§ **Goal of the exercise**
Which lines of the records contain the string "segment", with case counting? Pick out and copy each of those lines.

(Stored dataset items)
----

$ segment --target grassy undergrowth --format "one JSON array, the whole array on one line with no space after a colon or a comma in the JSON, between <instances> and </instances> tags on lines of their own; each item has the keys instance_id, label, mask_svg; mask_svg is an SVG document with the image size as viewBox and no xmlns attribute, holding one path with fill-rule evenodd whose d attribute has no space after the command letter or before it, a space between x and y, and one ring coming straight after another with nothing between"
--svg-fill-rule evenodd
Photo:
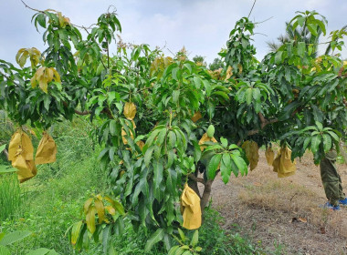
<instances>
[{"instance_id":1,"label":"grassy undergrowth","mask_svg":"<svg viewBox=\"0 0 347 255\"><path fill-rule=\"evenodd\" d=\"M81 207L89 196L107 192L108 176L100 170L98 160L100 148L89 136L92 128L88 120L76 118L72 123L59 123L49 131L58 145L57 162L39 166L37 176L21 184L26 196L20 209L0 221L0 231L33 232L10 247L12 254L24 255L40 247L54 249L61 255L102 254L101 248L93 242L89 250L79 253L65 236L68 228L80 219ZM34 147L39 138L39 135L33 137ZM206 209L205 223L199 230L201 254L265 254L249 240L222 230L222 220L216 211ZM145 253L147 237L143 230L134 230L130 221L125 222L124 234L113 237L119 254L167 254L161 244Z\"/></svg>"}]
</instances>

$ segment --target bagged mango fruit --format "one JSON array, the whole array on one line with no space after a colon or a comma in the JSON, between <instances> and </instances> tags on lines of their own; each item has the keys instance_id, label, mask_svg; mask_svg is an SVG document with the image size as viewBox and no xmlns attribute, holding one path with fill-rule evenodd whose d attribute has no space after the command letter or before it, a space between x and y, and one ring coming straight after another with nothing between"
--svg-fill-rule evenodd
<instances>
[{"instance_id":1,"label":"bagged mango fruit","mask_svg":"<svg viewBox=\"0 0 347 255\"><path fill-rule=\"evenodd\" d=\"M33 154L30 138L21 129L16 131L8 147L8 159L18 169L16 174L21 183L37 175Z\"/></svg>"},{"instance_id":2,"label":"bagged mango fruit","mask_svg":"<svg viewBox=\"0 0 347 255\"><path fill-rule=\"evenodd\" d=\"M39 165L56 162L56 155L57 145L54 139L47 132L44 132L38 144L35 163Z\"/></svg>"},{"instance_id":3,"label":"bagged mango fruit","mask_svg":"<svg viewBox=\"0 0 347 255\"><path fill-rule=\"evenodd\" d=\"M249 169L253 170L259 160L259 148L255 141L245 141L241 148L246 151L246 157L249 161Z\"/></svg>"},{"instance_id":4,"label":"bagged mango fruit","mask_svg":"<svg viewBox=\"0 0 347 255\"><path fill-rule=\"evenodd\" d=\"M267 150L265 151L265 158L267 158L268 165L272 166L275 158L275 153L270 147L267 148Z\"/></svg>"},{"instance_id":5,"label":"bagged mango fruit","mask_svg":"<svg viewBox=\"0 0 347 255\"><path fill-rule=\"evenodd\" d=\"M132 120L136 115L136 106L134 103L126 102L123 110L124 116L129 120Z\"/></svg>"},{"instance_id":6,"label":"bagged mango fruit","mask_svg":"<svg viewBox=\"0 0 347 255\"><path fill-rule=\"evenodd\" d=\"M188 184L184 185L184 189L181 196L181 213L184 218L184 228L187 230L196 230L200 228L200 198L189 188Z\"/></svg>"},{"instance_id":7,"label":"bagged mango fruit","mask_svg":"<svg viewBox=\"0 0 347 255\"><path fill-rule=\"evenodd\" d=\"M37 173L34 160L26 160L21 153L22 149L18 148L17 155L12 161L12 166L18 169L16 174L20 183L32 178Z\"/></svg>"},{"instance_id":8,"label":"bagged mango fruit","mask_svg":"<svg viewBox=\"0 0 347 255\"><path fill-rule=\"evenodd\" d=\"M133 129L135 129L135 128L136 128L136 125L135 125L135 122L134 122L132 119L131 119L131 123L132 123L132 128L133 128ZM127 124L127 125L128 125L128 124ZM131 138L133 139L133 138L134 138L134 136L133 136L133 134L132 134L132 131L130 130L130 133L131 133ZM121 128L121 139L122 139L124 145L127 145L127 144L128 144L128 140L127 140L127 138L125 138L126 135L127 135L127 132L125 132L124 128Z\"/></svg>"},{"instance_id":9,"label":"bagged mango fruit","mask_svg":"<svg viewBox=\"0 0 347 255\"><path fill-rule=\"evenodd\" d=\"M274 172L278 173L279 178L289 177L295 174L297 170L296 162L291 161L291 149L288 147L279 148L272 166Z\"/></svg>"},{"instance_id":10,"label":"bagged mango fruit","mask_svg":"<svg viewBox=\"0 0 347 255\"><path fill-rule=\"evenodd\" d=\"M199 146L200 146L201 151L203 151L207 147L205 145L203 145L205 142L214 142L214 143L216 143L217 141L216 141L216 139L215 138L210 138L207 136L207 133L205 133L203 135L203 137L201 138L201 139L199 140Z\"/></svg>"}]
</instances>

----

§ **Exercise output**
$ segment --target grassy undergrowth --format "one JSON array, the whole array on one line with no space after a colon or a comma in the JSON, between <instances> and </instances> tags on lines of their own; each item has the keys instance_id, label, mask_svg; mask_svg is an SVG document with the image size as viewBox and no xmlns attribute, holding one path with fill-rule evenodd whose d attribute has no space after the command letter or before it, a space between x and y, and one ring coming straight after another with nothing between"
$ segment --target bagged mango fruit --format "one JSON array, the whole array on one line with no space after a colon or a comma in the JSON, between <instances> and </instances> tags on lines of their own; each item has the keys instance_id, label, mask_svg; mask_svg is an SVG document with the image size as viewBox and no xmlns attribute, holding one path with fill-rule evenodd whose d attribute has no space after the command letter or before it, a space between x and y, and one ring coming straight after another with nothing between"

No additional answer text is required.